Excerpt from a dataset

** Begin **

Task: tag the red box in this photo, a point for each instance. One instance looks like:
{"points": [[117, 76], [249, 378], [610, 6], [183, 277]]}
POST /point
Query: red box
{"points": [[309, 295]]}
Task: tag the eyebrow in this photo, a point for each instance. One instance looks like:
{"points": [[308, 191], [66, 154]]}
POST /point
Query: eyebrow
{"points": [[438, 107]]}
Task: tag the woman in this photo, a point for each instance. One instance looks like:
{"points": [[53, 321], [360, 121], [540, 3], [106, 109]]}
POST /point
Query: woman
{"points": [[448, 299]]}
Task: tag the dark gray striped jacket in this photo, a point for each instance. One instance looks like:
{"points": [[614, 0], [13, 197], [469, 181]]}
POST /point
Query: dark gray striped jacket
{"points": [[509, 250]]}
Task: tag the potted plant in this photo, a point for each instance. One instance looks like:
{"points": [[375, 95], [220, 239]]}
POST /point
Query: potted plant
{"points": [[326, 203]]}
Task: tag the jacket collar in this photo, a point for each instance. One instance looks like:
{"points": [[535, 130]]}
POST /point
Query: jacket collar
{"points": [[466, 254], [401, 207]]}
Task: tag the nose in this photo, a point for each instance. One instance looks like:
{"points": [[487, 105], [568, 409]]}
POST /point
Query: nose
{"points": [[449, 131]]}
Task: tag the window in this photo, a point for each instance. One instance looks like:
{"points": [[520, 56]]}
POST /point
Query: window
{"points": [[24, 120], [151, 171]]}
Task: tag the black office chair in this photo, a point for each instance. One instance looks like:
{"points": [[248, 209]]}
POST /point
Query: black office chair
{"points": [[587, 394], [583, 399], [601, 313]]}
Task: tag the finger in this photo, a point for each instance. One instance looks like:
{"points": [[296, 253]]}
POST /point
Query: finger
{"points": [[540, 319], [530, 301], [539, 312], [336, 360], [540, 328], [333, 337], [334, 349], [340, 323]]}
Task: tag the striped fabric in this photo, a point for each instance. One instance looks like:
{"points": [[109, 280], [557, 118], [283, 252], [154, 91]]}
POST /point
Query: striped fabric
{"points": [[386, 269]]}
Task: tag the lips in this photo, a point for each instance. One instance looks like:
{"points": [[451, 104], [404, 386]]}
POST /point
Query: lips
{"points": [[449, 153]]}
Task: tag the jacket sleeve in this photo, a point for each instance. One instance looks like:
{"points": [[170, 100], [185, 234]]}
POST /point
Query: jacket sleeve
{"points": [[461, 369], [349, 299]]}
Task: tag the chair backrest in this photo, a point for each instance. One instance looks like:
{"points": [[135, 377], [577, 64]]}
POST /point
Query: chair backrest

** End **

**Directive**: Please write out the whole listing above line for line, without changing anything.

**Correct output**:
Task: tag the red box in this photo, a point for each instance. One instance looks like:
{"points": [[117, 76], [249, 378], [610, 6], [183, 277]]}
POST /point
Query: red box
{"points": [[309, 295]]}
Task: tag the eyebrow in this photo, a point for each instance. One instance looks like:
{"points": [[308, 191], [66, 154]]}
POST /point
Query: eyebrow
{"points": [[438, 107]]}
Task: tag the woman in this photo, a point for each instance. One instance looks like:
{"points": [[53, 321], [360, 121], [540, 3], [106, 109]]}
POST /point
Query: woman
{"points": [[448, 299]]}
Task: tag the dark gray striped jacket in this photo, a point for each instance. One instance looks like:
{"points": [[614, 0], [13, 197], [469, 181]]}
POST /point
Query: dark gray striped jacket
{"points": [[509, 250]]}
Task: tag the potted plant in this photo, a point for each instance. One instance looks like:
{"points": [[375, 95], [220, 239]]}
POST /point
Query: potted plant
{"points": [[326, 203]]}
Task: tag the jacket collar in this photo, a point for each instance. One instance looks like:
{"points": [[535, 130]]}
POST /point
Query: jacket collar
{"points": [[466, 254], [401, 207]]}
Task: tag the nose in this photo, a point for each instance. One instance looks like:
{"points": [[487, 105], [568, 409]]}
POST /point
Query: nose
{"points": [[449, 131]]}
Task: tag the window in this photo, a point for each instance. One instance looks like:
{"points": [[520, 56]]}
POST /point
Query: window
{"points": [[24, 120], [151, 171]]}
Task: tag the black office chair in this photo, a point for each instance. One instance looks like:
{"points": [[248, 209]]}
POST /point
Query: black office chair
{"points": [[587, 394], [583, 399], [601, 313]]}
Task: tag the finger in this photo, a point for each instance. One instance looks like:
{"points": [[296, 253]]}
POST /point
Query: finger
{"points": [[540, 319], [530, 301], [539, 312], [336, 360], [540, 328], [333, 337], [334, 349], [340, 323]]}
Task: tag the striped fabric in this photo, a point for each instance. One instance looks like:
{"points": [[109, 280], [557, 118], [283, 252], [154, 91]]}
POST /point
Query: striped fabric
{"points": [[386, 269]]}
Task: tag the lips in this photo, a point for each instance. One instance looks like:
{"points": [[451, 104], [404, 386]]}
POST /point
Query: lips
{"points": [[449, 153]]}
Task: tag the jacket sleeve in this photo, a point for each instance. One instance looks like:
{"points": [[170, 100], [185, 234]]}
POST /point
Query: jacket sleeve
{"points": [[461, 369], [349, 299]]}
Task: tag the chair backrest in this photo, a point for each instance. One instance looks like:
{"points": [[135, 377], [577, 64]]}
POST /point
Query: chair backrest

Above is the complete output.